> _WHAT TO DO_: Render the portion of the listing below, from the line containing "--target=blue denim shirt" through the end of the listing, as a Markdown table with the columns Row and Line. Give each line its own numbered row, and leave out blank lines and the pictures.

> _DATA SUPPLIED_:
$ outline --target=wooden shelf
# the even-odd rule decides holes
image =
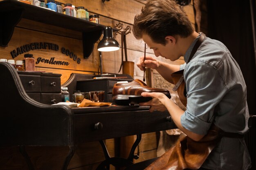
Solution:
[[[0,46],[8,46],[14,28],[22,18],[25,18],[82,33],[83,57],[87,59],[105,26],[15,0],[0,1]]]

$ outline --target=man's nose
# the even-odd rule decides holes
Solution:
[[[155,51],[155,50],[154,50],[154,53],[155,53],[155,55],[157,57],[159,57],[160,55],[160,53],[159,52],[157,52],[157,51]]]

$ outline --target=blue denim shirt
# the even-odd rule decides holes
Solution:
[[[186,51],[186,63],[199,36]],[[246,86],[238,63],[221,42],[207,37],[191,61],[181,65],[187,90],[182,126],[205,135],[212,123],[224,131],[248,130]],[[247,170],[251,160],[243,139],[223,137],[202,167],[212,170]]]

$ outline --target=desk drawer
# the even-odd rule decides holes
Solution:
[[[39,102],[41,102],[41,94],[40,93],[27,93],[27,94],[30,98],[35,101]]]
[[[42,92],[60,93],[61,78],[41,76]]]
[[[61,93],[41,94],[41,102],[47,105],[52,105],[61,102]]]
[[[174,127],[168,111],[124,111],[74,115],[76,144],[148,133]],[[95,128],[97,123],[99,129]],[[95,125],[96,125],[96,126]]]
[[[19,76],[26,92],[41,92],[41,78],[40,76],[20,75]]]

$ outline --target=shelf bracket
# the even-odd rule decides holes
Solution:
[[[0,46],[7,47],[14,31],[14,28],[22,17],[23,10],[9,11],[0,13]]]

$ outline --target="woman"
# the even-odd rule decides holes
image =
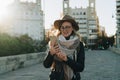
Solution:
[[[69,15],[56,20],[54,26],[59,34],[52,37],[49,52],[43,62],[46,68],[52,69],[50,80],[80,80],[79,72],[84,69],[85,52],[76,33],[79,26]]]

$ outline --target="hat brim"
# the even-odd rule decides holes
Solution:
[[[73,20],[73,19],[56,20],[56,21],[54,22],[54,27],[55,27],[56,29],[60,29],[62,23],[65,22],[65,21],[66,21],[66,22],[70,22],[70,23],[72,24],[72,27],[73,27],[76,31],[79,30],[78,23],[75,22],[75,20]]]

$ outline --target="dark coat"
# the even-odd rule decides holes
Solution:
[[[82,72],[84,70],[84,67],[85,67],[85,64],[84,64],[85,52],[84,52],[84,46],[83,46],[82,42],[80,42],[80,49],[77,52],[78,52],[77,53],[77,61],[72,60],[68,57],[68,60],[64,63],[67,64],[69,67],[71,67],[73,69],[73,71]],[[53,61],[54,61],[54,57],[48,53],[47,56],[45,57],[44,62],[43,62],[44,67],[50,68]]]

> _TASK ANSWER_:
| Row | Line |
|---|---|
| 1 | $ outline --target=blue denim shirt |
| 2 | # the even-odd rule decides holes |
| 3 | Solution: |
| 4 | [[[186,51],[186,63],[199,36]],[[246,86],[238,63],[221,42],[207,37],[191,61],[181,65],[187,90],[182,126],[205,135],[212,123],[224,131],[248,130]],[[247,170],[251,160],[243,139],[223,137],[202,167],[212,170]]] |
| 5 | $ outline --target=desk drawer |
| 6 | # the even-odd rule decides holes |
| 7 | Solution: |
| 8 | [[[39,102],[41,102],[41,94],[40,93],[27,93],[27,94],[30,98],[35,101]]] |
| 9 | [[[42,92],[60,93],[61,78],[41,76]]] |
| 10 | [[[61,93],[41,94],[41,102],[47,105],[52,105],[61,102]]] |
| 11 | [[[174,127],[168,111],[124,111],[74,115],[76,144],[148,133]],[[95,128],[97,123],[99,129]],[[95,125],[96,125],[96,126]]] |
| 12 | [[[19,76],[26,92],[41,92],[41,78],[40,76],[20,75]]] |
| 13 | $ outline --target=shelf bracket |
| 14 | # the even-odd rule decides holes |
| 15 | Solution: |
| 16 | [[[0,46],[7,47],[14,31],[14,28],[22,17],[23,10],[9,11],[0,13]]] |
| 17 | $ outline --target="woman" |
| 18 | # the even-odd rule decides holes |
| 19 | image = |
| 20 | Solution: |
| 21 | [[[69,15],[56,20],[54,26],[59,34],[52,37],[49,52],[43,62],[46,68],[52,69],[50,80],[80,80],[79,72],[84,69],[85,52],[76,33],[79,26]]] |
| 22 | $ outline --target="hat brim" |
| 23 | # the even-odd rule decides holes |
| 24 | Solution: |
| 25 | [[[73,20],[73,19],[56,20],[56,21],[54,22],[54,27],[55,27],[56,29],[60,29],[62,23],[65,22],[65,21],[66,21],[66,22],[70,22],[70,23],[72,24],[72,27],[73,27],[76,31],[79,30],[78,23],[75,22],[75,20]]] |
| 26 | $ outline --target="dark coat" |
| 27 | # the even-odd rule decides holes |
| 28 | Solution: |
| 29 | [[[82,72],[84,70],[84,67],[85,67],[85,64],[84,64],[85,52],[84,52],[84,46],[83,46],[82,42],[80,42],[80,49],[77,52],[78,52],[77,53],[77,61],[72,60],[68,57],[68,60],[64,63],[67,64],[69,67],[71,67],[73,69],[73,71]],[[53,61],[54,61],[54,57],[48,53],[47,56],[45,57],[44,62],[43,62],[44,67],[50,68]]] |